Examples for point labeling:
────────
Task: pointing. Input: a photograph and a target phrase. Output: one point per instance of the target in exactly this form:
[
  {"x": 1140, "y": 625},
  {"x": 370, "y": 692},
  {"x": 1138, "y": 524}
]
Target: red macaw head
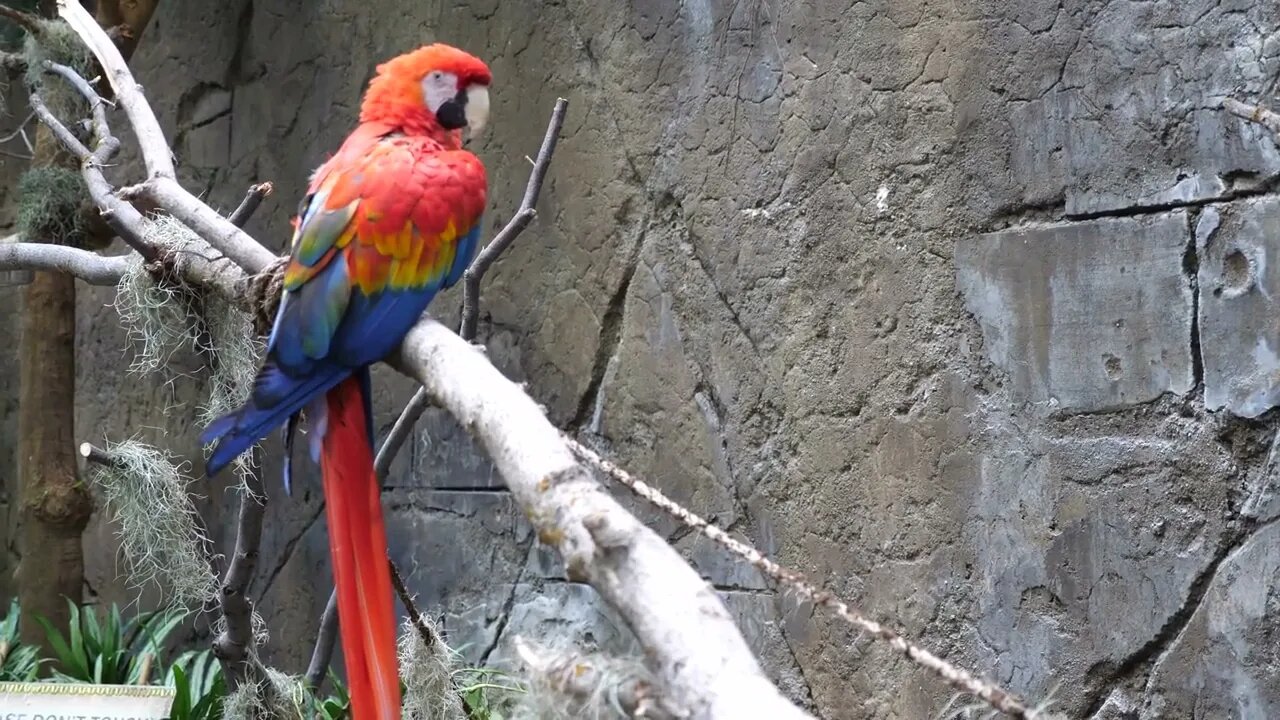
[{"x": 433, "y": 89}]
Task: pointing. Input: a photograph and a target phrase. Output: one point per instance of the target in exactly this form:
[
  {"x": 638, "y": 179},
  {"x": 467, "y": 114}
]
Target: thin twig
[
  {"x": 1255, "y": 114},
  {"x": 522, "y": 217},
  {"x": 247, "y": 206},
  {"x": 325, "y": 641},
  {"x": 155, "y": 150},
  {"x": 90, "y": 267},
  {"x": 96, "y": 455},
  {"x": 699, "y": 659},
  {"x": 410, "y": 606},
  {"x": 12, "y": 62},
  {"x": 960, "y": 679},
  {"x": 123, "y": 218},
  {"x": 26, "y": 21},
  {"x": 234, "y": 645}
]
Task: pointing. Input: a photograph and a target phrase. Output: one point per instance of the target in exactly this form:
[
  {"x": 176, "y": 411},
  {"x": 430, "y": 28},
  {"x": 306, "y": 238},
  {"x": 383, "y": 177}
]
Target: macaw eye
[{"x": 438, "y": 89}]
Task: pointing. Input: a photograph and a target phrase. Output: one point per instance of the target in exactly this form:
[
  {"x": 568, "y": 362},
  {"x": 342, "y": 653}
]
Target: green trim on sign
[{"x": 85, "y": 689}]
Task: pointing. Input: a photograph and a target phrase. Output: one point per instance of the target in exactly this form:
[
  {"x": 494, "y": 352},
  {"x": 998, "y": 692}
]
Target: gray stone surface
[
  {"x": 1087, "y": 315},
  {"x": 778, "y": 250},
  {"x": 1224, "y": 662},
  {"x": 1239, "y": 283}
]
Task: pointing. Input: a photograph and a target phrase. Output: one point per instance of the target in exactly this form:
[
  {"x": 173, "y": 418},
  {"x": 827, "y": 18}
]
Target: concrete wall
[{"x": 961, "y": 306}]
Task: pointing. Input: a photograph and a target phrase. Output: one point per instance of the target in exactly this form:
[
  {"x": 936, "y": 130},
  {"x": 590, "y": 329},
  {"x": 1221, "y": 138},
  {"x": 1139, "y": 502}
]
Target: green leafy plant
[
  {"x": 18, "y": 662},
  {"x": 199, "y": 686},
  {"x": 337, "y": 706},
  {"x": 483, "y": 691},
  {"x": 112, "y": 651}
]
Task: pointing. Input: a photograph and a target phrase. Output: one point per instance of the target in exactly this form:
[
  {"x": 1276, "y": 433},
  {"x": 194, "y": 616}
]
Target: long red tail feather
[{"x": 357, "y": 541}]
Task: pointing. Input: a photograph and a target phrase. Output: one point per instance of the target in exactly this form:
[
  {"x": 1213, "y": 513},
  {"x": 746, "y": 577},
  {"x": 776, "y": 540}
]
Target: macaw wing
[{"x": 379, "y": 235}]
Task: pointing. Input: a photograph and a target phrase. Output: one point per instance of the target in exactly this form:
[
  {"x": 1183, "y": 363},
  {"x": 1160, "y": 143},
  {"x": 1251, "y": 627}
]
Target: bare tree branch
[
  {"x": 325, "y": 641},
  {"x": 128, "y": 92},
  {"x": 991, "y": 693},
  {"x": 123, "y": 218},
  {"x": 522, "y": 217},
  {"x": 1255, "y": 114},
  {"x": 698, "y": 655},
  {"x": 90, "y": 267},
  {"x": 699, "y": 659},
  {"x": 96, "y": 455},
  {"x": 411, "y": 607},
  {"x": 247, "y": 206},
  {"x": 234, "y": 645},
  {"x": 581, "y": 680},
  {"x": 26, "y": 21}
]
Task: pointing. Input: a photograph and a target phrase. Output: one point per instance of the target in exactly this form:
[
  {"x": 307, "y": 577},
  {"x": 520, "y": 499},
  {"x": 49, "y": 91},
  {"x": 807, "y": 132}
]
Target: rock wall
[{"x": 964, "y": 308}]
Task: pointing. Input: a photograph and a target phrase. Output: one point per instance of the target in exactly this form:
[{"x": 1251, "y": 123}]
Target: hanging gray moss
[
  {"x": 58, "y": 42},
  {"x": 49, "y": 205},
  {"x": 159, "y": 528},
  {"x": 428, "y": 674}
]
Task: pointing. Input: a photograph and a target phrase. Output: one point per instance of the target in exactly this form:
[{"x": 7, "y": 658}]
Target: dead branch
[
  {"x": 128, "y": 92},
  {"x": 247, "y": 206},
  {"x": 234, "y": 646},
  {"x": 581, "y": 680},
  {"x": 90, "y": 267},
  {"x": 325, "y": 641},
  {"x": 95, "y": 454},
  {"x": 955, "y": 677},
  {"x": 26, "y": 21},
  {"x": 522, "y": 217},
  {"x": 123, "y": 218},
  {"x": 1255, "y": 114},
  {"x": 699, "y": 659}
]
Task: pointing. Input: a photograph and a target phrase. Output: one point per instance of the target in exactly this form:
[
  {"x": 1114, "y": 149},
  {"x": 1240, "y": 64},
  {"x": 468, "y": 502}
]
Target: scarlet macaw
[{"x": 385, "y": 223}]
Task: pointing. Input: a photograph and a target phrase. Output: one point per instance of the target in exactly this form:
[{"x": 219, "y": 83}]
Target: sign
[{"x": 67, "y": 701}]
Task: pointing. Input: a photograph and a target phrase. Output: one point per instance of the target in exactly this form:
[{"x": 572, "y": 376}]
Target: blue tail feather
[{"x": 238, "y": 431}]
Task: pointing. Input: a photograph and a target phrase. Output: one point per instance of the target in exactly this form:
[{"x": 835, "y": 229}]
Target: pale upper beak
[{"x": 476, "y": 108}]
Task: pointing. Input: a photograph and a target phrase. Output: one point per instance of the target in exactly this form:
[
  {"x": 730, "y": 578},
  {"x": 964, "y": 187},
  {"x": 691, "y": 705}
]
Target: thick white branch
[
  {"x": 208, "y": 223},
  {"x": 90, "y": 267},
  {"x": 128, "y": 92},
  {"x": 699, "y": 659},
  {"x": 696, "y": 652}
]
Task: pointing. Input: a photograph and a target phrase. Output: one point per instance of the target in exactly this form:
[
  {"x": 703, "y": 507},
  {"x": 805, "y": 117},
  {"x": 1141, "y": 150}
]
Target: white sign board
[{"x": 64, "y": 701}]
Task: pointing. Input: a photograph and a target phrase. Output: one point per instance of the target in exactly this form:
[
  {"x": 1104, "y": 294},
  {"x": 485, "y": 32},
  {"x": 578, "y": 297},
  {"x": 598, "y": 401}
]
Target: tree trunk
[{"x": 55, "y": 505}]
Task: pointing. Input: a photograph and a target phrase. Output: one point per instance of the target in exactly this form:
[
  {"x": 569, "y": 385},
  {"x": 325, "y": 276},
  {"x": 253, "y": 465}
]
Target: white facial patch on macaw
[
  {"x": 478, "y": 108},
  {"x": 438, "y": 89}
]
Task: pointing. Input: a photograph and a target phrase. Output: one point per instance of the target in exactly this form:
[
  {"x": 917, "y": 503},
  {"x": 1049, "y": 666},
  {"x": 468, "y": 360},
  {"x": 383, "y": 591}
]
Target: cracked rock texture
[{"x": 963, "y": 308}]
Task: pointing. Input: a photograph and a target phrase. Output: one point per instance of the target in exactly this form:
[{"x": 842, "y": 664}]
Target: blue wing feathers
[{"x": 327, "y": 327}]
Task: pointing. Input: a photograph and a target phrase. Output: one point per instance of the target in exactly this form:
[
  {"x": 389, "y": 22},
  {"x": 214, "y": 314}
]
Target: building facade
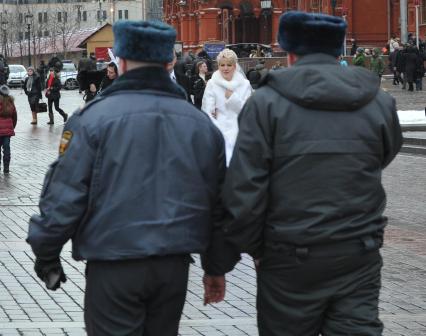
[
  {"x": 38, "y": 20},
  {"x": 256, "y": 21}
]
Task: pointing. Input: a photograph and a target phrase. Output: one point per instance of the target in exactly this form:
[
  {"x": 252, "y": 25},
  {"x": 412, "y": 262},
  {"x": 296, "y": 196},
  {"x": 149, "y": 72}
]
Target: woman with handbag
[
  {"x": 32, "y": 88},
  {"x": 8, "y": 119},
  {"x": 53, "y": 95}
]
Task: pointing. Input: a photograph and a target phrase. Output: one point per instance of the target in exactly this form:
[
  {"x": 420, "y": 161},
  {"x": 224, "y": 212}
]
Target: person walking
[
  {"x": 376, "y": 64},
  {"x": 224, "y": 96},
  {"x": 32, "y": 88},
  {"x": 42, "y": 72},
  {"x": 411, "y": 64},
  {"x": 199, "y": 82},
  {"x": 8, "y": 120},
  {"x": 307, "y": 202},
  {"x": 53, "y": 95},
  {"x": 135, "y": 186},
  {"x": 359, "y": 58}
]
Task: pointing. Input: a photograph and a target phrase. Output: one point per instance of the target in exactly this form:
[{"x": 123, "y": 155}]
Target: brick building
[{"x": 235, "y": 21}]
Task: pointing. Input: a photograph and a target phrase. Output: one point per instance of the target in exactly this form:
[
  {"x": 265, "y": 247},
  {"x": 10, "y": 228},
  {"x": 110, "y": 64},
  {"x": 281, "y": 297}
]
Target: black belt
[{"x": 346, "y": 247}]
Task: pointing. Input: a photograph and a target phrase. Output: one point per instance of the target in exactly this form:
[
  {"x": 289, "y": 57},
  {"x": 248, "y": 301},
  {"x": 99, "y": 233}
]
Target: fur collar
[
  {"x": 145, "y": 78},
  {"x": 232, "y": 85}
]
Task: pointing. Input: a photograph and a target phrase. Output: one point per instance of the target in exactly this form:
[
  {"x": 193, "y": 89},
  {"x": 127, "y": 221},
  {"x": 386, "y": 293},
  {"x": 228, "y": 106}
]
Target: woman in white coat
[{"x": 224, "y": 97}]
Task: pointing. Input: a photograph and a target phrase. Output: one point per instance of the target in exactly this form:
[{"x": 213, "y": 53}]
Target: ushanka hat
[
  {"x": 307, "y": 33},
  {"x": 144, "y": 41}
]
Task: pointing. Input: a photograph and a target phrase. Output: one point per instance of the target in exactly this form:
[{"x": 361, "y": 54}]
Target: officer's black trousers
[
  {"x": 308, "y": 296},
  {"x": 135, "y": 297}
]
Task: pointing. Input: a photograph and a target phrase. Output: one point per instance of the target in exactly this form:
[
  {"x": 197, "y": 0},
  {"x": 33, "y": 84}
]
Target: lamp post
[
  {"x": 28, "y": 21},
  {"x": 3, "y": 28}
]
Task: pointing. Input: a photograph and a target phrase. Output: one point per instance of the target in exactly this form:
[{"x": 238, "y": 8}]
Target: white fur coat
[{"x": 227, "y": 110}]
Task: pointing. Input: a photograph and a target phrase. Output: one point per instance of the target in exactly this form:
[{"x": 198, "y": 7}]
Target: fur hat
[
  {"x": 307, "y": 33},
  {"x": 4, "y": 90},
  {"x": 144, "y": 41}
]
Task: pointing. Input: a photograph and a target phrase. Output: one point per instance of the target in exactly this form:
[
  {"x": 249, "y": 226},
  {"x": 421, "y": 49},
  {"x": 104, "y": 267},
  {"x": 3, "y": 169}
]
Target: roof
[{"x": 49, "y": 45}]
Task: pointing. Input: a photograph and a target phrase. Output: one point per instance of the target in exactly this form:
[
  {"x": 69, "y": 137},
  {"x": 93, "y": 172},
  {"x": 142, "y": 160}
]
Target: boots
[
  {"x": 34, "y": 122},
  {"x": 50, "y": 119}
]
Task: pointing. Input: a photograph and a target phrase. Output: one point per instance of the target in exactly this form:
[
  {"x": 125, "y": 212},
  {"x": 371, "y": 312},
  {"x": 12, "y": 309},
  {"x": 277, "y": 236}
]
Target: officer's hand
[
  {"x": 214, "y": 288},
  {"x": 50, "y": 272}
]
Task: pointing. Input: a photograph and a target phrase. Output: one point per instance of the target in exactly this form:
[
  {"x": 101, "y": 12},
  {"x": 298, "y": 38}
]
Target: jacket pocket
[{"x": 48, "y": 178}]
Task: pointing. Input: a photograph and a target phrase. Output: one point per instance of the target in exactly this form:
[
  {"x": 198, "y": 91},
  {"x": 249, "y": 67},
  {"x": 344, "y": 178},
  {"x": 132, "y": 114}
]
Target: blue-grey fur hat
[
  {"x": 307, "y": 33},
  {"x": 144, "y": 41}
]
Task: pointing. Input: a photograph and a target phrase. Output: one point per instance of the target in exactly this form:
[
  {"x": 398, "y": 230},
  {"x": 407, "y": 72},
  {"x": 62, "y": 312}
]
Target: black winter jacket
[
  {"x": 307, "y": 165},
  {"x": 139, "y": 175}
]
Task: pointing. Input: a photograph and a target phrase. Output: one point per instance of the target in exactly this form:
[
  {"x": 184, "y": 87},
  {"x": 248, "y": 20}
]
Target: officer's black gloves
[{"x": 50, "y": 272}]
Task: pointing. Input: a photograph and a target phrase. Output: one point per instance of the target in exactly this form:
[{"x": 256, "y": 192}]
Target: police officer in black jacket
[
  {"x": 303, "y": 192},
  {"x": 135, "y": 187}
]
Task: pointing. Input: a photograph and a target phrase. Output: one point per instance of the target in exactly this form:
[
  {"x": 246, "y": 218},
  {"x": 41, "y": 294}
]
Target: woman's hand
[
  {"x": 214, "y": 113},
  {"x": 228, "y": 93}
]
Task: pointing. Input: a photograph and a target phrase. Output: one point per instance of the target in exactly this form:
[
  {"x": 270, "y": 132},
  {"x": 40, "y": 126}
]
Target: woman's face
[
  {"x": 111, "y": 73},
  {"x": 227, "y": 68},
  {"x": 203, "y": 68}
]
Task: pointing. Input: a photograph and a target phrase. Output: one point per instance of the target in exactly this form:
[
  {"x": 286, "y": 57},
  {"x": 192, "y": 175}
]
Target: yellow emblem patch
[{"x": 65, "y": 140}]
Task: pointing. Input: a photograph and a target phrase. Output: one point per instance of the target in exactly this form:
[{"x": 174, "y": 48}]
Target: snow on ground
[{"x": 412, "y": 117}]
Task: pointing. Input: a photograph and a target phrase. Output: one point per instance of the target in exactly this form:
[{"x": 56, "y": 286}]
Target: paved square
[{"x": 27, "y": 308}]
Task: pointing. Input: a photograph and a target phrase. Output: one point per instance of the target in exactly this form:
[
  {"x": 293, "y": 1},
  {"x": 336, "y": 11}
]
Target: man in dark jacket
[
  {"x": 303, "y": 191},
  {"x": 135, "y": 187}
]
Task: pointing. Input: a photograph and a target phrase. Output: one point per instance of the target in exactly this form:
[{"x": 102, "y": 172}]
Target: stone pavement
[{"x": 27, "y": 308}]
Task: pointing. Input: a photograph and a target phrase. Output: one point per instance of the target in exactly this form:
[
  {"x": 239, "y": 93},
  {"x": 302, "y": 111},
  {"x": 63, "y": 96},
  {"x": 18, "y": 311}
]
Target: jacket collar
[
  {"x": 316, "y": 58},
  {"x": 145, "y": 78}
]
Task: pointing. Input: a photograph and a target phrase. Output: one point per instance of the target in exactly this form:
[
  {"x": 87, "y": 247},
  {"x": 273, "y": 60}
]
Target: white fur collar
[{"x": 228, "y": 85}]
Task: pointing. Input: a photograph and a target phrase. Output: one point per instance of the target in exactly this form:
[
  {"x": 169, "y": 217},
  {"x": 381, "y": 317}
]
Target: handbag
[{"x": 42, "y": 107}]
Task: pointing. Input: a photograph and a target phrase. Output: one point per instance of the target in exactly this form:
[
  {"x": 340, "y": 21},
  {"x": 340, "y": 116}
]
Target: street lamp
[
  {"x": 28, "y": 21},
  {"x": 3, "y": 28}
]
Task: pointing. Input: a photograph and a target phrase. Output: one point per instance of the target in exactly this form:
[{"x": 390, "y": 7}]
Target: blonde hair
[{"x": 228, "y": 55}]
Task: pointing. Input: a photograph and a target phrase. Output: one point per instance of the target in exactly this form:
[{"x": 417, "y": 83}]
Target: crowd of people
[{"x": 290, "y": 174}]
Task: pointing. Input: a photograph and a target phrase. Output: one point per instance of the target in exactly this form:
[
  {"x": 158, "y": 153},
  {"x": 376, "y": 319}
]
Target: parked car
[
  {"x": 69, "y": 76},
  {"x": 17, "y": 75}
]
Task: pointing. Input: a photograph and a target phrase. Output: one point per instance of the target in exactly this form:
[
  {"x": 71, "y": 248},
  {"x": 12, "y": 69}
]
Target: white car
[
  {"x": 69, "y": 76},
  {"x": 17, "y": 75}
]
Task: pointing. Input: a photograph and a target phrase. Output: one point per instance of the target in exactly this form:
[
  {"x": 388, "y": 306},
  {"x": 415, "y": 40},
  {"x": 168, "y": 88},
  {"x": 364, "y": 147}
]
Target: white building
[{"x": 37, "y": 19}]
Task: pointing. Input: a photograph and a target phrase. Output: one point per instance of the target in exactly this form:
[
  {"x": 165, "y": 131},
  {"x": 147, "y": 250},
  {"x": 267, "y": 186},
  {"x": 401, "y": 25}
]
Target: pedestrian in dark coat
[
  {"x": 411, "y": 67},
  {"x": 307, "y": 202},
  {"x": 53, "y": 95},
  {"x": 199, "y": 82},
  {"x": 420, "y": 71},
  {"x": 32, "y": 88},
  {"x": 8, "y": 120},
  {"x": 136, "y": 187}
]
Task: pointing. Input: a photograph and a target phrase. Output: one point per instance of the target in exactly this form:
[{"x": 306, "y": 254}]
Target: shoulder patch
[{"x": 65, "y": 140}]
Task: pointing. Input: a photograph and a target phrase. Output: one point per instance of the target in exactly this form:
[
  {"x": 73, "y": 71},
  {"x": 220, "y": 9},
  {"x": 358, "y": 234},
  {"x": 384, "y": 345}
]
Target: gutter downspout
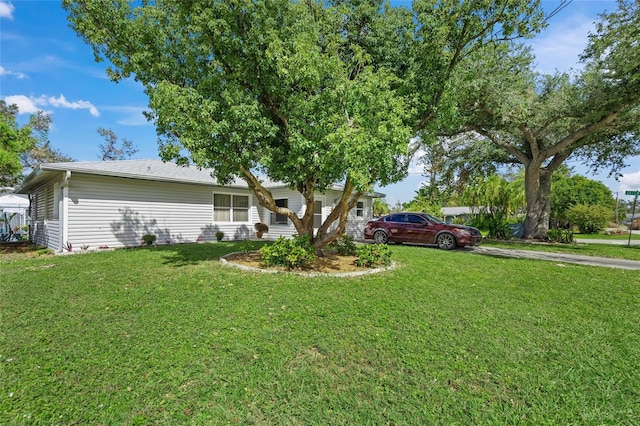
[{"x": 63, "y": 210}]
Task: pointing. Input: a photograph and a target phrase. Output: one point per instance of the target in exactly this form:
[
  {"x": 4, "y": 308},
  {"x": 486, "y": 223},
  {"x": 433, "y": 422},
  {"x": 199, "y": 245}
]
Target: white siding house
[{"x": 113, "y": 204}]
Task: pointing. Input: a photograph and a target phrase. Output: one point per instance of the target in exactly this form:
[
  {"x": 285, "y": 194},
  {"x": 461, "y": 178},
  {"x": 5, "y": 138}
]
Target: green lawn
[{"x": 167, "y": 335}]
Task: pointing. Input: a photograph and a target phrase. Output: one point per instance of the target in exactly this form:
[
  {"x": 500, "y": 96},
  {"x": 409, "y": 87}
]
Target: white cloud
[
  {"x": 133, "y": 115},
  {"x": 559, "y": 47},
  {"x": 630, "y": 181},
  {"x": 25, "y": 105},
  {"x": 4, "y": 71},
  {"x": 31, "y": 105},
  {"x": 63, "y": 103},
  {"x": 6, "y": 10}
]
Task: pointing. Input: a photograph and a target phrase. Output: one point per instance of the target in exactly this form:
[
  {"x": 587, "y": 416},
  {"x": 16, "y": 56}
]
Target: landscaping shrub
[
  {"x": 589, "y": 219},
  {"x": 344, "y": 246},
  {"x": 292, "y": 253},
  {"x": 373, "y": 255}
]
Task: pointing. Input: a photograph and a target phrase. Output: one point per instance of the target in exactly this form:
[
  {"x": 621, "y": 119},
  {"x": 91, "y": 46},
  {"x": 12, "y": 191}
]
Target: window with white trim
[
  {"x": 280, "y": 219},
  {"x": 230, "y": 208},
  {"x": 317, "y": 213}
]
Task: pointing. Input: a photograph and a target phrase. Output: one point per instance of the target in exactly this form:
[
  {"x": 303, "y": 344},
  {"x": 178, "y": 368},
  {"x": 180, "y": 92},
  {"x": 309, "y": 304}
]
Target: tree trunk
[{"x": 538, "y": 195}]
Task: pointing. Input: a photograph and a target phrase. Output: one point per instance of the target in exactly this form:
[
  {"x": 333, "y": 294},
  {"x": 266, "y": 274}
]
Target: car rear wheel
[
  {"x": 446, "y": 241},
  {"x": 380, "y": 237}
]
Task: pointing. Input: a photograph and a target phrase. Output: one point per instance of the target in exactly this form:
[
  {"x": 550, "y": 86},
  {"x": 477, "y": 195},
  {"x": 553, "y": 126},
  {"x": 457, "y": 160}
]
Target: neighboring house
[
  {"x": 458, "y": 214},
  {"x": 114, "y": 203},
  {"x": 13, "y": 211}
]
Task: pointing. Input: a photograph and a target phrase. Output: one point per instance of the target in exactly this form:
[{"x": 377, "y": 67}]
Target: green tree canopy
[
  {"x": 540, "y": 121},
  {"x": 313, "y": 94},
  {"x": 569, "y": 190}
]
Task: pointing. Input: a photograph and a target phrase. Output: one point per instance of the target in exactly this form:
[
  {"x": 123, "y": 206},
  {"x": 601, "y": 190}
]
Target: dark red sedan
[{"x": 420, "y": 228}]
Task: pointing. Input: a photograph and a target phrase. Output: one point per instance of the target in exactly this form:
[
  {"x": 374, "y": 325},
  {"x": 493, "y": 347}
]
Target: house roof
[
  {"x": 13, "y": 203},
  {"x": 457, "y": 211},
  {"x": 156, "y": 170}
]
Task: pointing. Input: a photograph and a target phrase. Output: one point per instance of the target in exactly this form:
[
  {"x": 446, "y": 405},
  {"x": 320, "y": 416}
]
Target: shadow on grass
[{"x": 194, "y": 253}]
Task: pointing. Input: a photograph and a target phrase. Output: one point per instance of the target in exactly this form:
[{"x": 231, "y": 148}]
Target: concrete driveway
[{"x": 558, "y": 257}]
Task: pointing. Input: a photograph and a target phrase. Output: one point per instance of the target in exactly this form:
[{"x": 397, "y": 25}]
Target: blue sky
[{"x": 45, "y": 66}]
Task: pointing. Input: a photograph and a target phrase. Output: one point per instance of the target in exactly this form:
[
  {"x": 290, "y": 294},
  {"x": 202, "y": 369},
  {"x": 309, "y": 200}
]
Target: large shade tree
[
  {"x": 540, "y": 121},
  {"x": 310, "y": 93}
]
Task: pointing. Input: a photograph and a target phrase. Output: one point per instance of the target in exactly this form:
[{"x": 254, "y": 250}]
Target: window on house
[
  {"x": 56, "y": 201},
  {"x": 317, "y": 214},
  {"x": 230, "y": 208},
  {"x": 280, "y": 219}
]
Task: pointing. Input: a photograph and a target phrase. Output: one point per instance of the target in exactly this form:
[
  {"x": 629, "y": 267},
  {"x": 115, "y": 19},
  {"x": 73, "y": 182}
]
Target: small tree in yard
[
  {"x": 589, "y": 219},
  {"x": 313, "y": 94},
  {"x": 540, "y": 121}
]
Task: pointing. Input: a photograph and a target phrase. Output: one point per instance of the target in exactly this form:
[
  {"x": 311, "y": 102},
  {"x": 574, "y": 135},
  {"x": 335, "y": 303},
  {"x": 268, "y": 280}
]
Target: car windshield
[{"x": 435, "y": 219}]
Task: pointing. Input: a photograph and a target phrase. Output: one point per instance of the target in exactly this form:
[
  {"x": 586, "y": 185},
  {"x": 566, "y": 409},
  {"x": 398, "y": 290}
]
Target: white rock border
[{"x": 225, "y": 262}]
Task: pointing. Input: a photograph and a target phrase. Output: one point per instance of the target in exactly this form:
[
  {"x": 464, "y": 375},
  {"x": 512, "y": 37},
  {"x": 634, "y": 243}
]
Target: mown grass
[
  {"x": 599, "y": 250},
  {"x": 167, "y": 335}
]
────────
## Short problem
How many lines in the items above contain the string "trim"? Give only the number.

## Finished exercise
2